WHAT NEEDS TO BE DONE:
Drop the pictures and repeat exactly from the "shoe in the photo above." line down to the last line of the entries below.

┄┄┄┄┄┄┄┄┄┄

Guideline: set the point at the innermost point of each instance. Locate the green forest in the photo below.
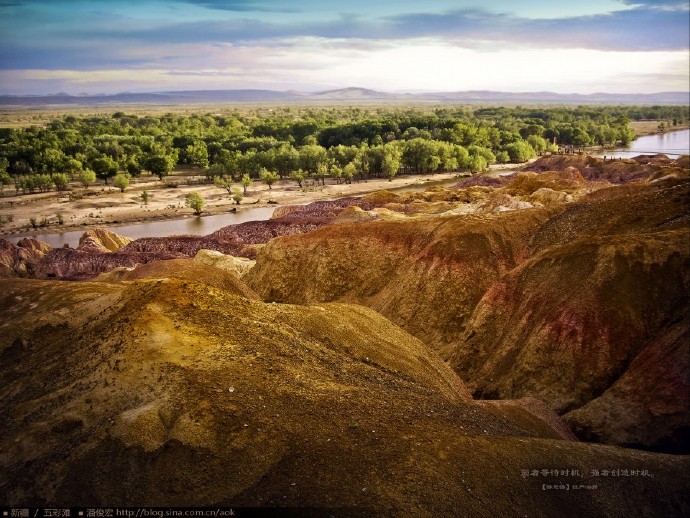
(344, 144)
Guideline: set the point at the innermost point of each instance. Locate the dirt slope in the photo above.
(170, 392)
(570, 297)
(425, 274)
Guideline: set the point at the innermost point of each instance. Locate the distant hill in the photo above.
(340, 95)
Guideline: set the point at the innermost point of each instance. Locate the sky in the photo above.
(579, 46)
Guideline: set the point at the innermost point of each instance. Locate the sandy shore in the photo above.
(100, 205)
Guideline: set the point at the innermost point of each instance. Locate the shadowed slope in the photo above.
(167, 392)
(426, 275)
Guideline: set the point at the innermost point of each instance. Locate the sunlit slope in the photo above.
(552, 303)
(171, 392)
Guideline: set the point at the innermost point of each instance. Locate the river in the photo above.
(673, 144)
(197, 226)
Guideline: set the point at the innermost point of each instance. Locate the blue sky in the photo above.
(586, 46)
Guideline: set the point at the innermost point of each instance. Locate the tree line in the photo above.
(344, 144)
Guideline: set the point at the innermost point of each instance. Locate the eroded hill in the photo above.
(558, 302)
(174, 392)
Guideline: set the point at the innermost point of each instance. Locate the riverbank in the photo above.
(645, 128)
(80, 209)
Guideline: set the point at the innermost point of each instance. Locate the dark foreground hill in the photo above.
(582, 303)
(171, 392)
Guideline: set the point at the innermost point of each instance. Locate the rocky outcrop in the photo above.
(238, 266)
(572, 297)
(236, 240)
(102, 240)
(614, 171)
(22, 259)
(71, 264)
(426, 275)
(273, 405)
(569, 323)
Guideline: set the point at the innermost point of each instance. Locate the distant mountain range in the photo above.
(341, 95)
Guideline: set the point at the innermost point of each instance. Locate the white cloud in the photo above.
(413, 65)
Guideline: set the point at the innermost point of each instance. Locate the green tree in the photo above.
(198, 154)
(390, 166)
(269, 177)
(298, 176)
(246, 182)
(311, 158)
(160, 165)
(195, 201)
(61, 181)
(537, 143)
(104, 167)
(349, 172)
(87, 177)
(237, 195)
(121, 181)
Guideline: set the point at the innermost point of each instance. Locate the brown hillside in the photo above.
(169, 392)
(426, 275)
(191, 270)
(569, 322)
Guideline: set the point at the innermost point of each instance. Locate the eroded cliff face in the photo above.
(425, 274)
(22, 259)
(561, 303)
(571, 323)
(111, 389)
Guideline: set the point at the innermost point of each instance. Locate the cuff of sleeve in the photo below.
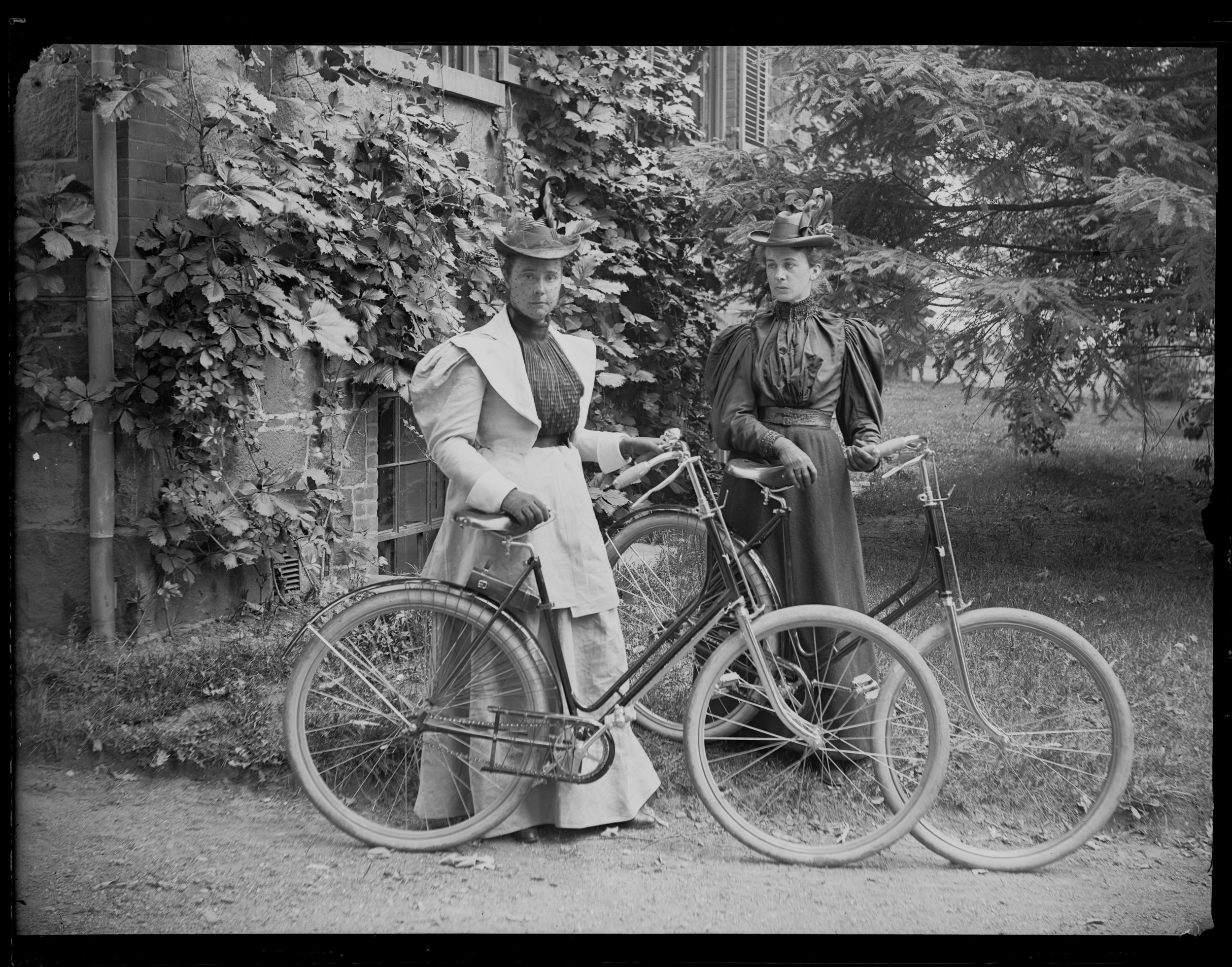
(488, 492)
(608, 450)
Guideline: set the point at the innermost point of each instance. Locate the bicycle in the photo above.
(417, 678)
(1043, 738)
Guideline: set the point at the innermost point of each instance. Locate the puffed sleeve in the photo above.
(859, 411)
(446, 392)
(728, 378)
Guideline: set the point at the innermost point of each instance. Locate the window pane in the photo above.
(412, 444)
(387, 428)
(487, 66)
(440, 482)
(385, 498)
(412, 494)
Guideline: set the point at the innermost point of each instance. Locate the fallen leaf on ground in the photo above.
(475, 862)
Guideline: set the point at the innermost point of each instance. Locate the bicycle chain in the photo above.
(548, 771)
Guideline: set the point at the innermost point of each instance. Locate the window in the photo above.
(736, 93)
(757, 88)
(411, 489)
(466, 70)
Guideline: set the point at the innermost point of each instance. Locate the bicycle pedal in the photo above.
(866, 687)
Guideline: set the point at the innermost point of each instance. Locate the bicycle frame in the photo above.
(935, 547)
(657, 658)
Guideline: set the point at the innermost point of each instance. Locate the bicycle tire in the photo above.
(819, 803)
(661, 561)
(1046, 795)
(348, 724)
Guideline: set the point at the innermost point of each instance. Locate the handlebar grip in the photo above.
(892, 447)
(631, 476)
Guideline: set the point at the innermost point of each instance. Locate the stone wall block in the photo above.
(135, 168)
(53, 578)
(139, 208)
(142, 151)
(45, 121)
(51, 480)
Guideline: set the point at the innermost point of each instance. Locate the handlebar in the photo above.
(892, 447)
(632, 475)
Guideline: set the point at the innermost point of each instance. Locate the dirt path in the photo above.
(149, 855)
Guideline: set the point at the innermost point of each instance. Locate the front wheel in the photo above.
(1056, 779)
(664, 569)
(361, 706)
(814, 794)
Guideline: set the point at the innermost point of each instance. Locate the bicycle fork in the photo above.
(934, 504)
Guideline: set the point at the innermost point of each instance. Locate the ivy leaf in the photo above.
(25, 228)
(116, 105)
(176, 339)
(89, 238)
(333, 332)
(263, 504)
(57, 245)
(233, 520)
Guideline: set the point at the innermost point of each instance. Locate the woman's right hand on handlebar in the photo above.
(796, 462)
(524, 508)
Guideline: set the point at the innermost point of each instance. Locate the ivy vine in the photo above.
(366, 237)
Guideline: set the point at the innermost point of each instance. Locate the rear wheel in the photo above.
(811, 793)
(663, 569)
(1060, 775)
(359, 697)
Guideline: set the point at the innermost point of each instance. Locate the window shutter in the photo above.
(757, 89)
(659, 58)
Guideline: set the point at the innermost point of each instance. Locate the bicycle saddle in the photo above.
(768, 475)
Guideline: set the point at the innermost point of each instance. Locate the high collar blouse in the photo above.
(555, 386)
(800, 356)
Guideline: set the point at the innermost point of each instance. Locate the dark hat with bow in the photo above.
(807, 230)
(539, 238)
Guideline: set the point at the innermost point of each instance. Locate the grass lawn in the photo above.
(1097, 539)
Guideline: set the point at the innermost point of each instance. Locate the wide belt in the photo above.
(787, 417)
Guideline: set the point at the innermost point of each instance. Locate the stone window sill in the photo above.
(451, 80)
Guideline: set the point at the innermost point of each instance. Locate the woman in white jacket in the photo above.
(504, 411)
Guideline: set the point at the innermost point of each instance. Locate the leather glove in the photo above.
(524, 508)
(797, 464)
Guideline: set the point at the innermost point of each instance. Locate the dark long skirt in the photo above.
(827, 569)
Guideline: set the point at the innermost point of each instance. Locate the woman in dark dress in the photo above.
(777, 386)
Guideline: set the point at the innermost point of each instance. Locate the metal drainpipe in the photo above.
(103, 368)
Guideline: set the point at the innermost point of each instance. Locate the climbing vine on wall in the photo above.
(604, 122)
(365, 237)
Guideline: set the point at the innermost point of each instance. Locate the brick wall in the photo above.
(154, 157)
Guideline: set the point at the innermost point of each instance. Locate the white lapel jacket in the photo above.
(474, 402)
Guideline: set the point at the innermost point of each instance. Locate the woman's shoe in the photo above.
(645, 820)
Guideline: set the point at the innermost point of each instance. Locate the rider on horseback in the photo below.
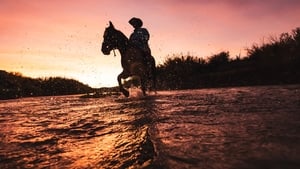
(140, 37)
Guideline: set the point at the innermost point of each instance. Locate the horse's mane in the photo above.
(122, 35)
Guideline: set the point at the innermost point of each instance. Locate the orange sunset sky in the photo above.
(42, 38)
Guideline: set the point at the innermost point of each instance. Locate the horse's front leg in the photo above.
(121, 76)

┄┄┄┄┄┄┄┄┄┄

REPLY TO THE EXERCISE:
Guideline: set the point at the innermost point of each instance. Locate the woman's shoe in the photo above.
(645, 820)
Guideline: set the point at the innermost point of each instance. Locate the rider on horseback in the photo below.
(140, 37)
Guideline: set the point at the innermost point of each instance. Locate the horse's mane in the photo above.
(122, 35)
Guideline: set the point at the innermost point of each instance. Locate the orange sunset sky in the photo above.
(42, 38)
Guideline: set the point at the innermost point of each instance. Locate the horse's front leg in the photo above.
(121, 76)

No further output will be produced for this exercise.